▸ WORK REQUIRED
The answer must repeat every record exactly, with no pictures in it.

▸ LISTED ENTRIES
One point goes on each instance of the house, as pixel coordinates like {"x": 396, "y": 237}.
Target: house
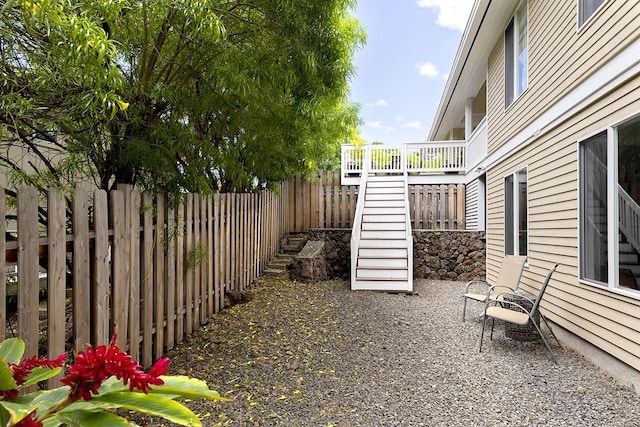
{"x": 553, "y": 87}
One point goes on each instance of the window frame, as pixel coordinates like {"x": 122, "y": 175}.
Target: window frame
{"x": 582, "y": 12}
{"x": 512, "y": 229}
{"x": 613, "y": 261}
{"x": 516, "y": 82}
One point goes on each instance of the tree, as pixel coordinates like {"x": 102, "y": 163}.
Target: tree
{"x": 196, "y": 95}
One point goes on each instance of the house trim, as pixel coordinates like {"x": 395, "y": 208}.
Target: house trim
{"x": 601, "y": 82}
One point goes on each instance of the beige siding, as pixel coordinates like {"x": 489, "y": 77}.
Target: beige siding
{"x": 605, "y": 318}
{"x": 560, "y": 58}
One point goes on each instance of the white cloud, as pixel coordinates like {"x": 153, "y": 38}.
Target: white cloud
{"x": 379, "y": 125}
{"x": 412, "y": 125}
{"x": 452, "y": 14}
{"x": 378, "y": 103}
{"x": 427, "y": 69}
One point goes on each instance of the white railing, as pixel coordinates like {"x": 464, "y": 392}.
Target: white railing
{"x": 477, "y": 146}
{"x": 357, "y": 219}
{"x": 436, "y": 157}
{"x": 629, "y": 218}
{"x": 416, "y": 158}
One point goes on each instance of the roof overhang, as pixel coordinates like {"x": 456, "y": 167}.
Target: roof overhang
{"x": 486, "y": 24}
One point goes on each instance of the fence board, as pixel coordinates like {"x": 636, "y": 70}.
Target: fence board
{"x": 56, "y": 277}
{"x": 132, "y": 205}
{"x": 189, "y": 273}
{"x": 3, "y": 264}
{"x": 100, "y": 272}
{"x": 80, "y": 278}
{"x": 137, "y": 283}
{"x": 120, "y": 269}
{"x": 170, "y": 244}
{"x": 179, "y": 237}
{"x": 159, "y": 291}
{"x": 147, "y": 272}
{"x": 217, "y": 253}
{"x": 195, "y": 260}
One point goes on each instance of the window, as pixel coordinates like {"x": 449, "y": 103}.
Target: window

▸ OUTPUT OF THE EXERCISE
One point goes on each instance of the house, as pixel coordinates like {"x": 396, "y": 237}.
Target: house
{"x": 553, "y": 87}
One point goes on each instance of the window frame, as pixel coordinates like {"x": 122, "y": 175}.
Target: window frame
{"x": 582, "y": 12}
{"x": 512, "y": 229}
{"x": 613, "y": 261}
{"x": 516, "y": 82}
One point goes on each instance of the tree, as pixel coordinates like {"x": 102, "y": 163}.
Target: tree
{"x": 196, "y": 95}
One point goes on each instance of the house trim, as pixel coordinates like {"x": 395, "y": 208}.
Target: house trim
{"x": 601, "y": 82}
One point goes on each instance of the beige siding, as pixel coordinates like {"x": 489, "y": 77}.
Target: beige siding
{"x": 605, "y": 318}
{"x": 560, "y": 58}
One point goes on each instance of the white cloud, as pixel coordinates like {"x": 153, "y": 38}.
Target: white cloud
{"x": 379, "y": 125}
{"x": 412, "y": 125}
{"x": 452, "y": 14}
{"x": 378, "y": 103}
{"x": 427, "y": 69}
One point goes on each instance of the white railing, as pixel coordinates like {"x": 464, "y": 392}.
Target: white railing
{"x": 477, "y": 146}
{"x": 357, "y": 219}
{"x": 436, "y": 157}
{"x": 629, "y": 218}
{"x": 416, "y": 158}
One point goes on each instance of the roof overhang, as pixel coordinates like {"x": 456, "y": 167}.
Target: roof overhang
{"x": 486, "y": 24}
One point goes on each instance of the fence board, as pixel coordinates like {"x": 636, "y": 70}.
Target: fence board
{"x": 56, "y": 277}
{"x": 132, "y": 205}
{"x": 189, "y": 273}
{"x": 3, "y": 264}
{"x": 100, "y": 272}
{"x": 80, "y": 278}
{"x": 137, "y": 283}
{"x": 120, "y": 269}
{"x": 170, "y": 244}
{"x": 179, "y": 237}
{"x": 159, "y": 291}
{"x": 147, "y": 272}
{"x": 217, "y": 253}
{"x": 195, "y": 260}
One point goes on each instance of the window, as pixel coordinates like {"x": 449, "y": 103}.
Target: window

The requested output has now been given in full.